> What the task asks: Output the listing below exactly, minus its images.
(Beginning of Raw data)
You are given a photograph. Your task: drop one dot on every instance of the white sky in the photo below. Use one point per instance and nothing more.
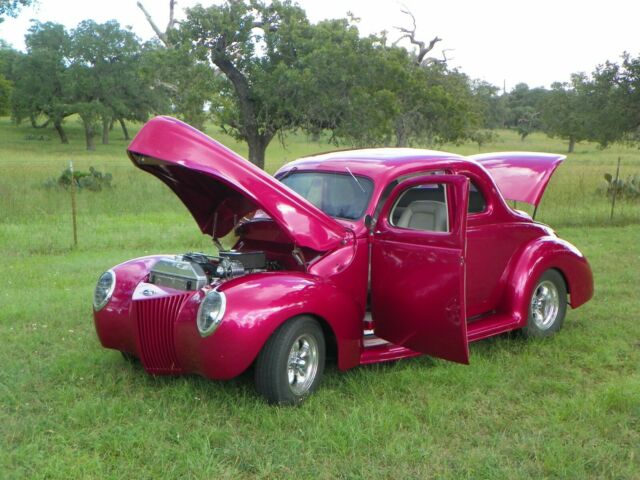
(512, 41)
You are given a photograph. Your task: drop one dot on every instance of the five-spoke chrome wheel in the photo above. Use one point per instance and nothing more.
(547, 306)
(545, 303)
(303, 363)
(291, 363)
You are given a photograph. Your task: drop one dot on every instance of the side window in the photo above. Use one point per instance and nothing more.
(477, 203)
(422, 207)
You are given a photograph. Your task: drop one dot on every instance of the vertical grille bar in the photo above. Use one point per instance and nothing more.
(155, 319)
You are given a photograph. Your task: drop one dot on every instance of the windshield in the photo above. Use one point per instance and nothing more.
(340, 195)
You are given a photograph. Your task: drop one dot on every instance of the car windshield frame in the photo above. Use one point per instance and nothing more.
(359, 182)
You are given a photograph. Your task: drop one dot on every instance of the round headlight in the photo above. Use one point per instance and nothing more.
(211, 312)
(104, 290)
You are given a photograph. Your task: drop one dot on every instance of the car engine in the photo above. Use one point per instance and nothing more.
(192, 271)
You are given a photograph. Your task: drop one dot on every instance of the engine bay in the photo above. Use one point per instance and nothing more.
(192, 271)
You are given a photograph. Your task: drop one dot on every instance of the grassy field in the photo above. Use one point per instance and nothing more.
(564, 407)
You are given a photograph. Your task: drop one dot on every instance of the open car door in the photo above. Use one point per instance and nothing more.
(417, 267)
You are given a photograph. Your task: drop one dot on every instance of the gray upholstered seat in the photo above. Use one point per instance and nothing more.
(425, 215)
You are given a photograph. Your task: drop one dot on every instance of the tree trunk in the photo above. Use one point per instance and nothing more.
(106, 121)
(89, 135)
(57, 124)
(125, 132)
(34, 123)
(401, 137)
(257, 150)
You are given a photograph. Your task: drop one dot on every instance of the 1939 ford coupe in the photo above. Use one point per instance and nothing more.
(364, 256)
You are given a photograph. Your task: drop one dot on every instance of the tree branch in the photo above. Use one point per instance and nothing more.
(410, 34)
(161, 35)
(172, 20)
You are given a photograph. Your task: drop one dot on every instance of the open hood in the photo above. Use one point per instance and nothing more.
(520, 176)
(219, 187)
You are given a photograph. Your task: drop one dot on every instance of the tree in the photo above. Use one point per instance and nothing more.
(490, 105)
(5, 96)
(104, 78)
(253, 45)
(186, 84)
(523, 109)
(613, 99)
(564, 112)
(40, 78)
(10, 8)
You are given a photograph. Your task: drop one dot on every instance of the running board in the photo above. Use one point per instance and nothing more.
(490, 326)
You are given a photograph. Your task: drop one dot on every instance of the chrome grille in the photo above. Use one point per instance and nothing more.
(155, 319)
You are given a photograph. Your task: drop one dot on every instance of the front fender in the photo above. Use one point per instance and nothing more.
(256, 306)
(113, 325)
(534, 259)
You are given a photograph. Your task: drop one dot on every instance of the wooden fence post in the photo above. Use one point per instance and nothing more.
(73, 205)
(615, 190)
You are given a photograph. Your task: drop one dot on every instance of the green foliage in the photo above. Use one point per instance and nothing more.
(71, 409)
(10, 8)
(564, 111)
(628, 188)
(523, 109)
(181, 86)
(40, 85)
(490, 105)
(613, 96)
(94, 70)
(93, 180)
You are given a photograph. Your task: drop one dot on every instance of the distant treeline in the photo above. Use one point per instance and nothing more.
(259, 71)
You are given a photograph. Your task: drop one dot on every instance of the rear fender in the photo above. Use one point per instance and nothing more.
(256, 305)
(538, 256)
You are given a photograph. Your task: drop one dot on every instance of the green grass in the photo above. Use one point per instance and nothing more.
(564, 407)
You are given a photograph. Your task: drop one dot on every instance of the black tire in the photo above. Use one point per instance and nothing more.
(299, 340)
(547, 305)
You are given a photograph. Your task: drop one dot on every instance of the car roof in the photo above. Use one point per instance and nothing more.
(378, 163)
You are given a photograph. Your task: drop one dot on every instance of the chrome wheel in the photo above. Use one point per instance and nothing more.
(545, 304)
(302, 364)
(290, 365)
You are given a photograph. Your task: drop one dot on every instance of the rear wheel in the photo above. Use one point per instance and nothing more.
(291, 363)
(547, 305)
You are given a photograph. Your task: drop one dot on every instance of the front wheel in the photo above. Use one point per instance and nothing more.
(291, 363)
(547, 305)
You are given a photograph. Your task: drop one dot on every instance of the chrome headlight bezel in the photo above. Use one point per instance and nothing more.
(211, 312)
(97, 306)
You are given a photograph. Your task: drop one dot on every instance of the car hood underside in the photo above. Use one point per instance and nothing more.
(220, 187)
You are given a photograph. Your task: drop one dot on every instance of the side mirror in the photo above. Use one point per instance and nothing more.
(368, 221)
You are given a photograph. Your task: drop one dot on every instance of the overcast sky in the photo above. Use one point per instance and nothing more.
(511, 41)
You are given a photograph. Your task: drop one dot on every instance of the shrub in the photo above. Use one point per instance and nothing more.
(93, 180)
(629, 188)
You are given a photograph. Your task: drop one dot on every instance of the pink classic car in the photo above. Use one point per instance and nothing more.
(361, 256)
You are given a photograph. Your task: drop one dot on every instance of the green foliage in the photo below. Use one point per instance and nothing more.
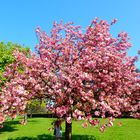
(6, 56)
(36, 106)
(37, 129)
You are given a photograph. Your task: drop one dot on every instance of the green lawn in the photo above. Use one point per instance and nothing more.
(37, 129)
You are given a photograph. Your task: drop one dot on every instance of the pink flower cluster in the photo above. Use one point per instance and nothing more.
(77, 72)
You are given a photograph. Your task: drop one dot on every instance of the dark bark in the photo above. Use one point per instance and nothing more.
(68, 131)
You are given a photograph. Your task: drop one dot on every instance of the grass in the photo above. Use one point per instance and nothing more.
(37, 129)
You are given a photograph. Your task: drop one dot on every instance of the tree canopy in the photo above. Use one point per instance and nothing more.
(78, 72)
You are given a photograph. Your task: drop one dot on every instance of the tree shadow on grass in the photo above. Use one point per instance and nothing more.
(50, 137)
(9, 126)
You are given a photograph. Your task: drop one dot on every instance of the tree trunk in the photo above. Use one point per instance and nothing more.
(68, 131)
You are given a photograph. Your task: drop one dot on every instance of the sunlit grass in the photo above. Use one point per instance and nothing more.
(37, 129)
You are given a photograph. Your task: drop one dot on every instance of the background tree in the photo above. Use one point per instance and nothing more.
(78, 72)
(6, 56)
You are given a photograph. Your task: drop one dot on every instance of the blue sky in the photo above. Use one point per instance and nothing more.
(19, 18)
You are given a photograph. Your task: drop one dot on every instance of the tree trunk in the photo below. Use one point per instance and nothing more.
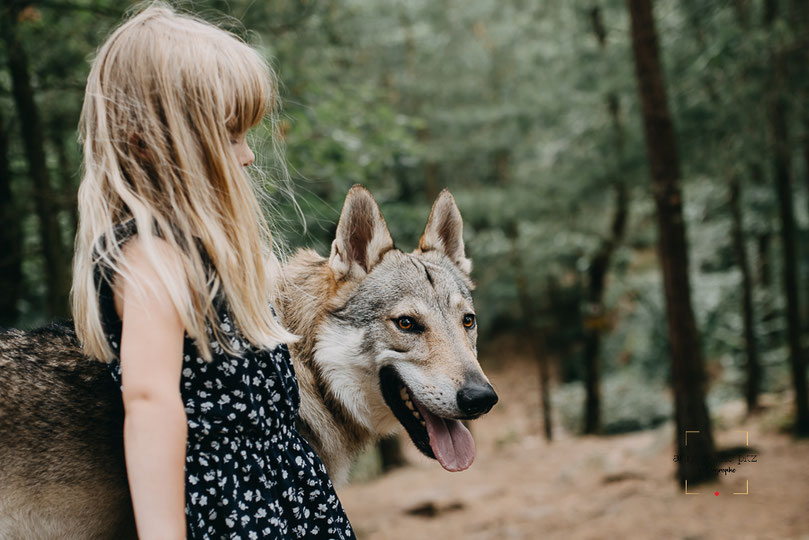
(67, 187)
(697, 457)
(56, 264)
(534, 335)
(750, 347)
(599, 266)
(596, 313)
(782, 170)
(10, 238)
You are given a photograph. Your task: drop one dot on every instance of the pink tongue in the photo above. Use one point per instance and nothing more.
(451, 442)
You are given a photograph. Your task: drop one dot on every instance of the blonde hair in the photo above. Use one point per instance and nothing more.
(165, 95)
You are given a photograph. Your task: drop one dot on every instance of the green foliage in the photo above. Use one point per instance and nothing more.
(505, 103)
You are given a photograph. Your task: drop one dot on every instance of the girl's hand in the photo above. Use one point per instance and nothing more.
(155, 427)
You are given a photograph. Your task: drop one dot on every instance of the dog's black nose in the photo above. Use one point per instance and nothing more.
(476, 399)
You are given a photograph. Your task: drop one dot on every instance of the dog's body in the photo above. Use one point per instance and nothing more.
(386, 338)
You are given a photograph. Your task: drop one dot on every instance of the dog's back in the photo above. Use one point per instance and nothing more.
(47, 429)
(End of Raw data)
> Response to the task:
You are given a photograph. Your task: drop one dot on every instance of the white sky in the photo below. Use one point per instance and nothing more.
(512, 41)
You are given a photograph. Your task: drop one dot on every instance of the five-spoke chrome wheel in the photo above. Use one point per instance and nothing more.
(547, 306)
(545, 303)
(303, 363)
(291, 363)
You are given a photograph. Your task: drop one dot on every instance of the side window in the photo above. Use one point per instance and nothing more.
(477, 203)
(422, 207)
You are given a photograph. Your task: drop one dot on every instance of the vertical grille bar in the photo above. Use one point per instance and nothing more.
(155, 319)
You are given a photograph. Your task: drop one dot on every instance of the windshield in the photo above. Use one point per instance and nothing more.
(340, 195)
You are given a photograph. Your task: drop one dot on every instance of the car windshield frame in the photo above. Use one point per instance and nothing more.
(359, 182)
You are given a photograph. Your task: drop one dot on every instance of the round headlight in the photo above. Use one point per instance and nothing more.
(211, 312)
(104, 290)
You are given a photograph. Your task: drop one dot on every instance of the car engine in the photo above. Use one point per instance and nothing more.
(192, 271)
You are given a photograph. Your task: drop one dot on every instance of the engine bay in the photo above. Use one point per instance and nothing more.
(192, 271)
You are given a photograph. Your task: drop one dot on every instance of the grassy field in the photo above. Use one point per instance and nothing more.
(564, 407)
You are given a photograph. Your task: drop one dot on every instance of the open car door in the photo above. Use one point per instance and nothing more.
(417, 267)
You are given a photograph. Your task: drop one dot on every instance of the gray upholstered seat in the photo above. Use one point per instance and nothing more.
(425, 215)
You are given a photograph. Your task: drop one dot on every instance of the tree trunk in the photo above. Use one point per instance and nothing more.
(106, 121)
(89, 135)
(57, 124)
(125, 132)
(34, 123)
(401, 137)
(257, 150)
You are given a photograph. Your task: drop one dot on every instance of the 1939 ford coupe in the photo above. Use one point per instance and nothing more.
(364, 256)
You are given a photograph. Your task: drop one dot on every instance of the tree branch in the photo above. Use one point per instance and nothing more.
(410, 34)
(161, 35)
(172, 20)
You are given a photograph. Your task: drop one dot on every instance of the open hood in the photo above. Use one point per instance and nothing more.
(520, 176)
(219, 187)
You are given a photograph. Your task: drop one dot on every instance of the tree in the photo above. Use one point per instance and nothing more.
(490, 105)
(5, 96)
(104, 78)
(253, 45)
(186, 84)
(523, 109)
(613, 99)
(564, 112)
(40, 78)
(10, 8)
You are given a photograph. Your task: drop one dot on every instance of the running board in the photo above. Use one point per instance and nothing more.
(490, 326)
You are given a photograph. Your task: drop one dot on every instance of the chrome grille in the photo above. Use one point per instance and nothing more.
(155, 319)
You are given a photograph. Your task: drop one dot on every instance of the front fender in the photo above. Use one point per instance and nothing more.
(256, 306)
(113, 325)
(534, 259)
You are given a photograph. Your task: drop one dot on every instance of the wooden fence post in the photo above. Use one point per instance and nothing more.
(73, 205)
(615, 190)
You are given a photograph. Your task: drop one dot on every instance of the green foliage in the photo above. Use one point per instance and nothing more.
(71, 409)
(10, 8)
(564, 111)
(628, 188)
(523, 109)
(181, 86)
(40, 85)
(490, 105)
(613, 96)
(94, 70)
(93, 180)
You are given a photograph. Your task: drop one dot on every instance of the distant treeline in the photo above. Use one point per instance and nothing more.
(259, 71)
You are given a photograph. Your task: drop one dot on every instance of the rear fender in the photo above. Use one point per instance and nothing more.
(256, 305)
(538, 256)
You are given a photograph. Your task: drop one dot on every instance of the green grass in the photo above. Use one point per instance and nothing more.
(564, 407)
You are given a photograph. Your task: drop one dot on every instance of the black tire in the photo above. Use one point per instance and nothing more.
(299, 340)
(547, 305)
You are given a photograph. Your task: drop one dot on every instance of the car roof in the photo above. Use one point per instance and nothing more.
(378, 163)
You are given a photograph. Your task: drop one dot on every instance of the chrome wheel in the photo above. Use one point per instance and nothing more.
(545, 304)
(302, 364)
(290, 365)
You are given a photograph. Your task: drop one dot on every instance of the rear wheel in the photo above. Use one point per instance and nothing more.
(291, 363)
(547, 305)
You are given a photograph. Your task: drop one dot on every instance of the front wheel in the photo above. Use one point per instance and nothing more.
(291, 363)
(547, 305)
You are given a photograph. Your task: drop one dot on every instance of the chrome headlight bezel in the photo above. Use one point per instance and nothing more.
(211, 312)
(97, 306)
You are given a photograph. Your task: drop one dot on every instance of the car hood underside in the photo above. Use one point per instance and nothing more.
(220, 187)
You are given a photograph. Your task: drop one dot on every instance of the side mirror in the photo above. Use one point per instance and nothing more.
(368, 221)
You are given a photograph. Your task: drop one dot on every instance of the overcast sky in the photo above. Use one point per instance and nothing more.
(511, 41)
You are given a photograph. Your task: drop one dot on every instance of the shrub in the photo above. Use one point per instance and nothing more.
(93, 180)
(629, 188)
You are given a photograph. Your task: drop one dot on every instance of the pink classic car in the photo above. Use one point per instance and nothing more.
(361, 256)
You are given a photograph. Your task: drop one dot on every instance of the green foliage in the photo below. Use one point per instance and nothing more.
(6, 56)
(36, 106)
(37, 129)
You are given a photograph. Your task: drop one dot on every instance of the green lawn in the photo above. Use one point per instance and nothing more.
(37, 129)
You are given a photograph. Your task: drop one dot on every instance of the pink flower cluster in the photo above. Use one point per instance and nothing more.
(77, 72)
You are given a photograph. Your task: drop one dot on every instance of the dark bark in the photo above. Use one point per instance and nothing more.
(68, 131)
You are given a photograph. Your task: drop one dot on every instance of the grass in the photo above. Use one point per instance and nothing more.
(37, 129)
You are given a photograph. Your task: drop one dot on every instance of the tree canopy in the photo above. Use one point per instance and nothing more.
(78, 72)
You are given a photograph. Your task: drop one dot on every instance of the tree shadow on grass in the photo above. Use one point per instance and nothing more.
(50, 137)
(9, 126)
You are given a photograph. Your task: drop one dot on every instance of the tree trunk in the photo above. Use one point per instance and nothing more.
(68, 131)
You are given a photograph. Your task: drop one dot on every instance of the sunlit grass in the photo above. Use one point per instance and nothing more.
(37, 129)
You are given a photograph. Your task: drop one dot on every instance of the background tree in the photo above. Use one point per instance and nothing more.
(78, 72)
(6, 56)
You are given a photograph. Your task: drop one dot on every instance of the blue sky in the photo above. Use one point per instance and nothing more.
(19, 18)
You are given a photograph. Your task: drop one dot on every instance of the tree trunk in the photo below. Use one point per instance and nothing more.
(67, 187)
(697, 457)
(56, 264)
(534, 335)
(750, 347)
(599, 266)
(596, 313)
(782, 170)
(10, 238)
You are given a photograph. Your task: drop one dot on every instance of the pink tongue in the photo above. Use one point per instance and nothing more.
(451, 442)
You are given a photograph. Your task: drop one dot on every instance of the blonde hair in the photo above. Use one point per instance and nothing more.
(165, 95)
You are given a photograph. Your task: drop one dot on every instance of the green foliage in the photo above. Use one point per instance and nothing more.
(505, 103)
You are given a photograph. Your task: drop one dot on every instance of the girl's hand in the photo above. Use one point per instance and nothing more.
(155, 427)
You are given a photograph. Your task: drop one dot on every instance of the dog's black nose in the photo above. Use one point per instance and nothing more.
(476, 399)
You are given a photograph. Your task: drop one dot on every instance of the dog's body in the photo above. Use one point per instance and nothing more.
(386, 338)
You are given a photograph. Your task: drop one dot on every instance of the dog's back in the photo above. Use one point per instance and nothing more.
(47, 429)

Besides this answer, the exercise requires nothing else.